---------- Passage given
If Lord of the Flies is one of [your child's] A-level texts, they may just be interested to know that this 1857 Boys' Own adventure story about pirates, cannibals and how to survive on a Pacific island with a broken telescope and a rusty penknife was what inspired William Golding's novel. He even pinched Ballantyne's names, Ralph and Jack, for his leading characters - though there the resemblance ends. Here the boys are shining stiff-upper-lip products of empire who risk all to help each other and their friend Peterkin, who may or may not be the piggy in the middle. He sounds as if he went to a better school. This is Peterkin telling his chums what he thinks of being shipwrecked on a desert island: 'I have made up my mind that it's capital, first-rate, the best thing that ever happened to us. We've got an island all to ourselves. We'll take possession in the name of the King, then we'll build a charming villa and plant a lovely garden round it, stuck all full of the most splendiferous tropical flowers, and we'll farm the land ... and be merry.' That's how small boys wearing round black straw hats, worsted socks and pocket handkerchiefs with 16 portraits of Lord Nelson printed on them and a union flag in the middle used to talk in the mid 19th century. --Sue Arnold, The Guardian --This text refers to the Audio CD edition.
--------------------
Complete the following:
A. According to the passage about the 1857 adventure story, which novel did that story inspire?
B. In the passage about the 1857 adventure story, list everything Peterkin says the boys will do on the island.
---------- Data block
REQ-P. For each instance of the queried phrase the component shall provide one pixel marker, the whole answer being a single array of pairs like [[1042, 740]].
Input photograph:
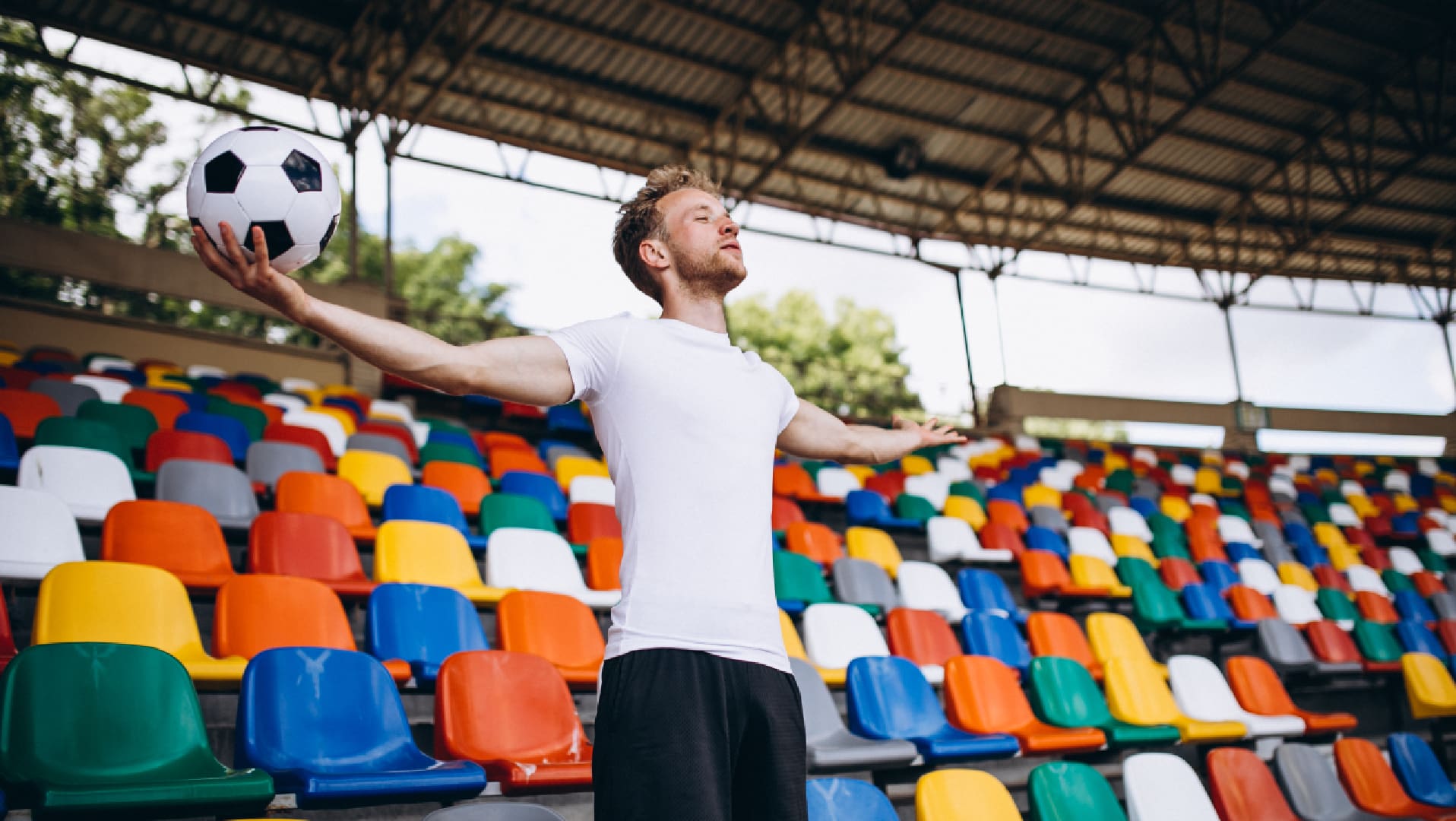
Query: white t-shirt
[[688, 423]]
--------------------
Full solutions:
A. William Golding's novel Lord of the Flies.

B.
- Take possession in the name of the King
- Build a charming villa
- Plant a lovely garden round it, stuck all full of the most splendiferous tropical flowers
- Farm the land
- Be merry